** Consigne **
Pouvez-vous recopier l'article sur l'avant-cœur, du passage allant de « Avant-cœur, (Maréch.) Les » jusqu'à « peu de tems. » inclus, en remplaçant « cheval » par « mulet » ?

** Passage fourni **

________________________________________

Avant-cœur ou Anti-cœur. C’est, en Anatomie, cette partie creuse proche le cœur, communément appellée le creux de l’estomac, & par quelques-uns scrobiculus cordis. Ce dernier mot est composé de ἀντὶ, contra, contre, & de cor, cœur. (L)

Avant-cœur, (Maréch.) Les Maréchaux appellent ainsi une tumeur contre nature, de figure ronde, & grosse à peu-près comme la moitié du poing, qui se forme à la poitrine du cheval vis-à-vis du cœur. Si l’avant-cœur ne vient à suppuration, c’est pour le cheval une maladie mortelle. On dit aussi anti-cœur.

L’avant-cœur se manifeste par la tumeur qui paroît en-dehors ; le cheval devient triste, tient la tête basse, & sent un grand battement de cœur ; il se laisse tomber par terre de tems en tems, comme si le cœur lui manquoit, & qu’il fût prèt à s’évanoüir : il perd totalement le manger, & la fievre devient quelquefois si violente par la douleur aiguë qu’il sent, qu’elle l’emporte en fort peu de tems.

________________________________________

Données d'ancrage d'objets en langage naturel
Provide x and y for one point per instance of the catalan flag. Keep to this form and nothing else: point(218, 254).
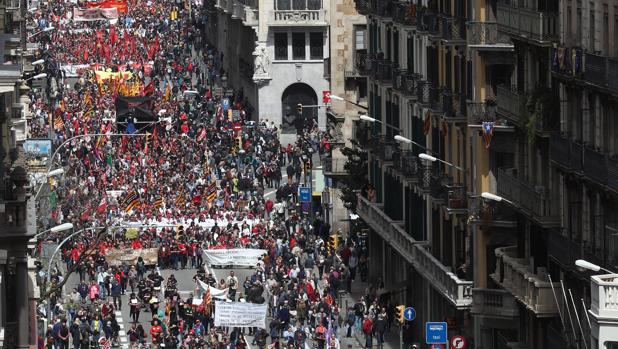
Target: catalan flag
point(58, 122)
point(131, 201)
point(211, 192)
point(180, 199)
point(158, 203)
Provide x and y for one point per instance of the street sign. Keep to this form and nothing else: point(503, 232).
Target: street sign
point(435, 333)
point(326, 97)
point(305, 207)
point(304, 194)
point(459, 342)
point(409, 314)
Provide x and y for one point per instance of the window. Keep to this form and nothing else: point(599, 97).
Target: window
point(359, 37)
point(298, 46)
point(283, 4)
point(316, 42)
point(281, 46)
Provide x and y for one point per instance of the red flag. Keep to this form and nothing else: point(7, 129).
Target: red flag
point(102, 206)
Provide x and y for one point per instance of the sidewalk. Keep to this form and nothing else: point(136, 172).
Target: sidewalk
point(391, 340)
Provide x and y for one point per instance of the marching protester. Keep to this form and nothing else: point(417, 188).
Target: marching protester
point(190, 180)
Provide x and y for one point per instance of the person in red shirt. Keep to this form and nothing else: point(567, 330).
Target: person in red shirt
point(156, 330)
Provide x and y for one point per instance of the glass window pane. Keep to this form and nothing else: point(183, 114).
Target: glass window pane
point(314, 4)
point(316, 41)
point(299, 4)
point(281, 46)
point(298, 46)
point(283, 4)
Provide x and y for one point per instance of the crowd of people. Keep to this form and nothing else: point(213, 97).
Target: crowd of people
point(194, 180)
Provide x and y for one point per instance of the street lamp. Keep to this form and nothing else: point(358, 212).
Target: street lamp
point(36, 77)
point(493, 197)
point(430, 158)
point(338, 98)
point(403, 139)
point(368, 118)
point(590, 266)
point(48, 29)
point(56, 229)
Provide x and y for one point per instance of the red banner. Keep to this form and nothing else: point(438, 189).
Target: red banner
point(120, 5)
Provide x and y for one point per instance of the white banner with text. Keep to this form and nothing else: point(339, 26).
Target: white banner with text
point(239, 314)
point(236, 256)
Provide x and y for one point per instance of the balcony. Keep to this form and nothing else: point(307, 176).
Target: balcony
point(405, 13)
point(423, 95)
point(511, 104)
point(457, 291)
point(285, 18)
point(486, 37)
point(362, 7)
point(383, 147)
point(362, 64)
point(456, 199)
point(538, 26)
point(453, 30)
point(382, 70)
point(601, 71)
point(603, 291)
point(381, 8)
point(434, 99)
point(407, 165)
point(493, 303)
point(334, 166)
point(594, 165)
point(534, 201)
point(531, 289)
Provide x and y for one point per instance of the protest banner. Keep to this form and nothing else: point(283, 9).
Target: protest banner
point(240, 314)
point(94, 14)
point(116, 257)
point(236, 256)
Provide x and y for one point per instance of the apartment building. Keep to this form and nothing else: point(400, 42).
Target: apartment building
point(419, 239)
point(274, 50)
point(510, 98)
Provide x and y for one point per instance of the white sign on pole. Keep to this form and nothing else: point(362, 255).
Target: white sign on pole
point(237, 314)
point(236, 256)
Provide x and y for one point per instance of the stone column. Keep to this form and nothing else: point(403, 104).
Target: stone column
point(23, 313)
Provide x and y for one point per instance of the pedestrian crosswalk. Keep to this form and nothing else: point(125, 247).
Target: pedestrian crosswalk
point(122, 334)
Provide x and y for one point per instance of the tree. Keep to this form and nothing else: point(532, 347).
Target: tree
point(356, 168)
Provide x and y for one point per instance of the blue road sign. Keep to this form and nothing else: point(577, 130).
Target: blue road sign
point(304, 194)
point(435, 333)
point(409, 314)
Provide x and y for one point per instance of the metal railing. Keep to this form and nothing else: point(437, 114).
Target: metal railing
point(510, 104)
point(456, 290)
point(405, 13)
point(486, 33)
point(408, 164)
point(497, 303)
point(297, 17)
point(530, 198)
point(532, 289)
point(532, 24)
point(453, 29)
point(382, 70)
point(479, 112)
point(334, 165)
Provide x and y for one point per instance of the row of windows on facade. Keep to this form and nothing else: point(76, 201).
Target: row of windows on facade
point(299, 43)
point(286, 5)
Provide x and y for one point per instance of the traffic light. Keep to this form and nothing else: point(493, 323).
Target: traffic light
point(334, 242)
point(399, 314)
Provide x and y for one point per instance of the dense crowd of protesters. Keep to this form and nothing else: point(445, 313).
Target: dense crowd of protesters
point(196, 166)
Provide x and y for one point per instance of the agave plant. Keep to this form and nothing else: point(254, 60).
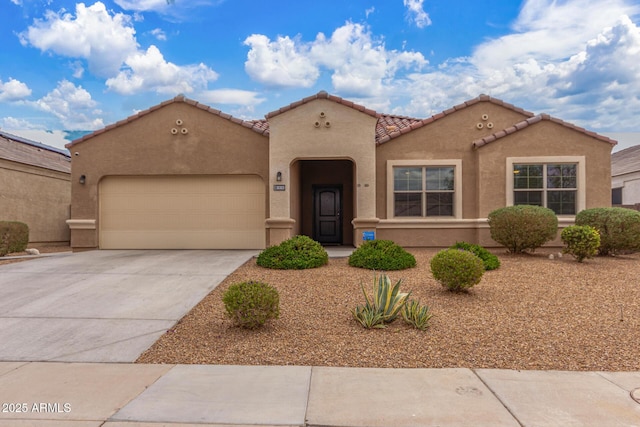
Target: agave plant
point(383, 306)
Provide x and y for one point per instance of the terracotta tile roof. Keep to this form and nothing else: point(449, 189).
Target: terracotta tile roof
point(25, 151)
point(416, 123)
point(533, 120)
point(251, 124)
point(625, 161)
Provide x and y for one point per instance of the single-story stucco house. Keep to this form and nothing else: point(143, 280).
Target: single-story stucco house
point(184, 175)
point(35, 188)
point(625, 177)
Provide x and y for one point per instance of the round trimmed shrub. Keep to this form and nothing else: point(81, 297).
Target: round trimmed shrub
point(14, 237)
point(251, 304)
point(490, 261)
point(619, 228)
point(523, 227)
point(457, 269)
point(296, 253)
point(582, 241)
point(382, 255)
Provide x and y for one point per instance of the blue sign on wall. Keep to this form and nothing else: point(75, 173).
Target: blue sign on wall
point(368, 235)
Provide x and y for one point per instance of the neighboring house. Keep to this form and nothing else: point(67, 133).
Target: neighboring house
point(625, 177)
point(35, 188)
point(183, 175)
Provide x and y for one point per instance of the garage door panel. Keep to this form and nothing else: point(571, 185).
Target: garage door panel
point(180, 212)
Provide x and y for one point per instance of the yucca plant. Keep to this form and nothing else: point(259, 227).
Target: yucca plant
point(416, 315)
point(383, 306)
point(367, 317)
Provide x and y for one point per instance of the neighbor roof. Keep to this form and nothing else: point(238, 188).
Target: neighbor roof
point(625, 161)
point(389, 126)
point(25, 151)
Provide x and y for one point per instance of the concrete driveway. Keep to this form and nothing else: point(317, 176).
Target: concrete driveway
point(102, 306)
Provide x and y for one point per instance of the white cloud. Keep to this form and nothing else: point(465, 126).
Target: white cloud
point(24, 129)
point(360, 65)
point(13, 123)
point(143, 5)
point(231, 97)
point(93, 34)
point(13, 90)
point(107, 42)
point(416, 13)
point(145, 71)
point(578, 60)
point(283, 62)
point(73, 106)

________________________________________

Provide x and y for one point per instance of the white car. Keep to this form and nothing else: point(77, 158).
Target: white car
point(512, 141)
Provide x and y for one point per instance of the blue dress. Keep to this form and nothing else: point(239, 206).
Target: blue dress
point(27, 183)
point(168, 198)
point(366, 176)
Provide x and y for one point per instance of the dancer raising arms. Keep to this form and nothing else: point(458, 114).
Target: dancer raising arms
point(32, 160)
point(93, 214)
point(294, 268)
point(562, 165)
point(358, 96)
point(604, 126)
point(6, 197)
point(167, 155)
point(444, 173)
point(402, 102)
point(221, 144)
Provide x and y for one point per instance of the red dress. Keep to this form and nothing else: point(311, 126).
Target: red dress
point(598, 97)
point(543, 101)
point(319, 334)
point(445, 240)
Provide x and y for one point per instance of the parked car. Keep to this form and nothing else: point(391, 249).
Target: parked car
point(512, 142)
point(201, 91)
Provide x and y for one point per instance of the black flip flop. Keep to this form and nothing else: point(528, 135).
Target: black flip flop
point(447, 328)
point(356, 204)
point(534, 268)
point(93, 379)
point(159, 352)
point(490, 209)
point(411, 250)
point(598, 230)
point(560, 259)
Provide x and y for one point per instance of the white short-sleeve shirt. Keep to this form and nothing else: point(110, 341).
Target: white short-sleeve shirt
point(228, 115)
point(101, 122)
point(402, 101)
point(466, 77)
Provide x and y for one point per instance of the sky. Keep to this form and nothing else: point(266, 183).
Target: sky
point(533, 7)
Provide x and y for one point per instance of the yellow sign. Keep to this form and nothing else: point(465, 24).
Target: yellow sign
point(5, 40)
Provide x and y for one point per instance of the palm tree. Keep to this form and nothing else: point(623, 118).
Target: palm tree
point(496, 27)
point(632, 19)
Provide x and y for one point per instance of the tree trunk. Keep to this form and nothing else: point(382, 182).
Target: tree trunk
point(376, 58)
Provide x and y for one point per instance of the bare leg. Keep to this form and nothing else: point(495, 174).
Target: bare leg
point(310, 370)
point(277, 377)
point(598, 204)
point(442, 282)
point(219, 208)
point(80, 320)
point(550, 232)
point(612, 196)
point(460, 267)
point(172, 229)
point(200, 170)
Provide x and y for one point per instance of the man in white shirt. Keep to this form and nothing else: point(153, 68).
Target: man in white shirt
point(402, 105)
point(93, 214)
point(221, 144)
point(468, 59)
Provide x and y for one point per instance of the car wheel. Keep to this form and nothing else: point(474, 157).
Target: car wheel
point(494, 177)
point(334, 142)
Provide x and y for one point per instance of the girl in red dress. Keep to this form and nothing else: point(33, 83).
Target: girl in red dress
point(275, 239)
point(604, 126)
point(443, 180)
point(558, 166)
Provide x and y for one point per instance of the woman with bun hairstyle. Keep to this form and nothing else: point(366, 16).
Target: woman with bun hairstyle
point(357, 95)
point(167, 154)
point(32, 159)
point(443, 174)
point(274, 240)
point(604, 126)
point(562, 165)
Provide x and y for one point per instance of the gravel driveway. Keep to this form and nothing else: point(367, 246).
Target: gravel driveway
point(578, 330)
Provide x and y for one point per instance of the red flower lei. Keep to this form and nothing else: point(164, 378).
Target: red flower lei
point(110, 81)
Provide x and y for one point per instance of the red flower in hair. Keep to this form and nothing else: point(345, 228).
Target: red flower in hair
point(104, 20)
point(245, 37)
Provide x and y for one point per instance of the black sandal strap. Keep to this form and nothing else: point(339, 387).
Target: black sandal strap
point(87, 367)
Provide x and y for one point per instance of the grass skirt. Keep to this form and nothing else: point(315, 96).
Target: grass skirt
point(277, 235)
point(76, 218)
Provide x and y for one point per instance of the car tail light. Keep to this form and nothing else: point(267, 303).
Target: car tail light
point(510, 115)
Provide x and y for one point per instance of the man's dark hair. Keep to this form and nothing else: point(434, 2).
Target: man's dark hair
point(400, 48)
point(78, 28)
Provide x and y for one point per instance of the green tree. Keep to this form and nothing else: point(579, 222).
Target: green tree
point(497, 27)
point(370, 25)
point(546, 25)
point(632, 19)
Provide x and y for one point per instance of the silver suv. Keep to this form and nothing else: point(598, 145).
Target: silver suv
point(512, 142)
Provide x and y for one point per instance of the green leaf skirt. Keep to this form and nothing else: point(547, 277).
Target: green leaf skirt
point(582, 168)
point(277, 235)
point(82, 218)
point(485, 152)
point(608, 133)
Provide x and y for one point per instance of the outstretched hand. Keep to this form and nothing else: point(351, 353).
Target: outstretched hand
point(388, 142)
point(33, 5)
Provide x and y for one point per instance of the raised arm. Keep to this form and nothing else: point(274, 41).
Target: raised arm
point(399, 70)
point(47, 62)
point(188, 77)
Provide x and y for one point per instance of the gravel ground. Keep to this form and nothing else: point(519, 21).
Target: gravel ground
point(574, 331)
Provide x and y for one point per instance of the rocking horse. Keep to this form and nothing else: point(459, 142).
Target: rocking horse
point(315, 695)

________________________________________

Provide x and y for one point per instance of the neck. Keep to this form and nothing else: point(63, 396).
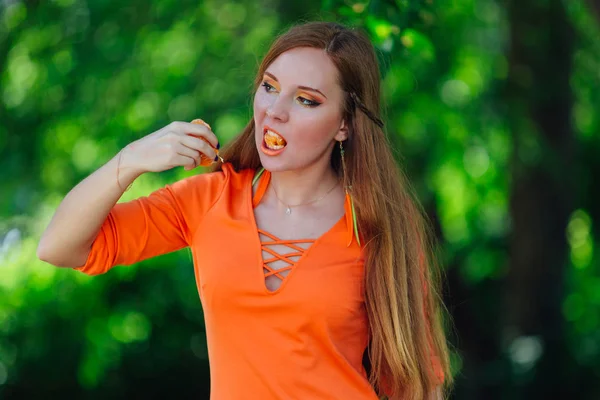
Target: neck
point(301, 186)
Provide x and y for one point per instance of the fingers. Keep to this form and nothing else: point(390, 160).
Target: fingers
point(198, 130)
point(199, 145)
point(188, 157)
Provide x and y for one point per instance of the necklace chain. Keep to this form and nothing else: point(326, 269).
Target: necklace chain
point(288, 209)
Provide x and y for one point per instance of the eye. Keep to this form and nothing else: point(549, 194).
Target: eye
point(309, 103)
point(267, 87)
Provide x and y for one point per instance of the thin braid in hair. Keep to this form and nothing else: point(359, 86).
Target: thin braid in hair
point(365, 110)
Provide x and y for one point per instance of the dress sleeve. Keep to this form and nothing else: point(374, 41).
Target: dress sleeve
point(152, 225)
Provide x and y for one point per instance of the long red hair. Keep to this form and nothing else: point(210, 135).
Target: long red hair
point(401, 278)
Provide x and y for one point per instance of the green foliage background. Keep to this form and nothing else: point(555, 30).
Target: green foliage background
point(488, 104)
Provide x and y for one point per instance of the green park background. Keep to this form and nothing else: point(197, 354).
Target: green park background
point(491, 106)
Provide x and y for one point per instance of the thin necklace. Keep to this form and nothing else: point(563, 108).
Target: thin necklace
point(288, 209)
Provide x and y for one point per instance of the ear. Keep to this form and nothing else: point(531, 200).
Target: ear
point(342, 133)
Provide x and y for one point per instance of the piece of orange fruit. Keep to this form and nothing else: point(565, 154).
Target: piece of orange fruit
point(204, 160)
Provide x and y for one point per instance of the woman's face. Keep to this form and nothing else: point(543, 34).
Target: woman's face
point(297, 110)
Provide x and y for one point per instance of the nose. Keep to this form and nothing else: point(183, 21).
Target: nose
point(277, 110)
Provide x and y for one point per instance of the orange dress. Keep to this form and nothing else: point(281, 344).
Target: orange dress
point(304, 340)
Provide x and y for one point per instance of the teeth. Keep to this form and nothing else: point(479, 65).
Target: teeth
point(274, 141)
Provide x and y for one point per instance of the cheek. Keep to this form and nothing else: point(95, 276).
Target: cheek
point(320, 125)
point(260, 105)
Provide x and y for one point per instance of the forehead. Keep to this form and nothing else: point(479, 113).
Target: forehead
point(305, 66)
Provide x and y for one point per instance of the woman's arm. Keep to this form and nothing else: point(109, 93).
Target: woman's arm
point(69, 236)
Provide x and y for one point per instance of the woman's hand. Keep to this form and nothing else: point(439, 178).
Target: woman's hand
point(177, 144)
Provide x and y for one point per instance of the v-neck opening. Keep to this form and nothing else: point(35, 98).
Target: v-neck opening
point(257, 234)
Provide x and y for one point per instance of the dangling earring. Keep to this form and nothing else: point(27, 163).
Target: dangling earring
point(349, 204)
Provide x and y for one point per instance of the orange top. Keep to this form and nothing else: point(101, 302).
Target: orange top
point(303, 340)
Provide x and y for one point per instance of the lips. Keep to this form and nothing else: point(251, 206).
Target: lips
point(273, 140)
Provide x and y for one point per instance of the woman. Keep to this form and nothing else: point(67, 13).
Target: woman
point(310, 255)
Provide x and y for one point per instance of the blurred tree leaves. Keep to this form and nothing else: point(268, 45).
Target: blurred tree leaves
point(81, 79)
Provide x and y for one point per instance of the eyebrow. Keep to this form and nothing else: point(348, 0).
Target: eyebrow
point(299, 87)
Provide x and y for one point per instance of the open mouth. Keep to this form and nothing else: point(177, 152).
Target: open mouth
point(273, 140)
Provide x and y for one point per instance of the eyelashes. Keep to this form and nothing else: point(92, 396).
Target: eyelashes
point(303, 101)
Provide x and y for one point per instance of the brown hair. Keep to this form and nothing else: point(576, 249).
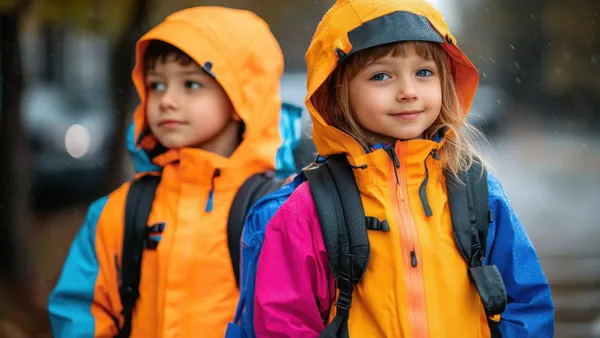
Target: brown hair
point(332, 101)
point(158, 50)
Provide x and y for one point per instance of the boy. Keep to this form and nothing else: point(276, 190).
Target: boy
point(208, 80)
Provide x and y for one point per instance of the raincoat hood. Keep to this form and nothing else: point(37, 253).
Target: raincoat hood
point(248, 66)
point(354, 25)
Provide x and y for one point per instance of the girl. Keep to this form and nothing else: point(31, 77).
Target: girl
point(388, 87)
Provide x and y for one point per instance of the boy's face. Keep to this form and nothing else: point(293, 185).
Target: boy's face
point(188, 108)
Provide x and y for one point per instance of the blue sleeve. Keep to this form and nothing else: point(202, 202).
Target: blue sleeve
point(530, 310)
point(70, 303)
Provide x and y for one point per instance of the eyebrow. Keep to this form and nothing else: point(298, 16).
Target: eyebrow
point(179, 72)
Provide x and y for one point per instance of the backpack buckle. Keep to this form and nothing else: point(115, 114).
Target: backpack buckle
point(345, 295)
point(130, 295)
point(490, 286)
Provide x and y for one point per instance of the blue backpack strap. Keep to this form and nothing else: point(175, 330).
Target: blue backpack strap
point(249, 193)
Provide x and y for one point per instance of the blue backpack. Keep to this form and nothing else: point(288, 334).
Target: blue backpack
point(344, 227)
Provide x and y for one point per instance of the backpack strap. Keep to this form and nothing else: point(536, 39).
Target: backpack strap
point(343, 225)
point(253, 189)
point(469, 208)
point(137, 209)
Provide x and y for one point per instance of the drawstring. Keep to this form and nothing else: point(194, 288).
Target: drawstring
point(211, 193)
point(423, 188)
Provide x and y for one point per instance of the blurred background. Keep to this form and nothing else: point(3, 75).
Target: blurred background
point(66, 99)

________________________________________

** Réponse attendue **
Avant-cœur, (Maréch.) Les Maréchaux appellent ainsi une tumeur contre nature, de figure ronde, & grosse à peu-près comme la moitié du poing, qui se forme à la poitrine du mulet vis-à-vis du cœur. Si l’avant-cœur ne vient à suppuration, c’est pour le mulet une maladie mortelle. On dit aussi anti-cœur.

L’avant-cœur se manifeste par la tumeur qui paroît en-dehors ; le mulet devient triste, tient la tête basse, & sent un grand battement de cœur ; il se laisse tomber par terre de tems en tems, comme si le cœur lui manquoit, & qu’il fût prèt à s’évanoüir : il perd totalement le manger, & la fievre devient quelquefois si violente par la douleur aiguë qu’il sent, qu’elle l’emporte en fort peu de tems.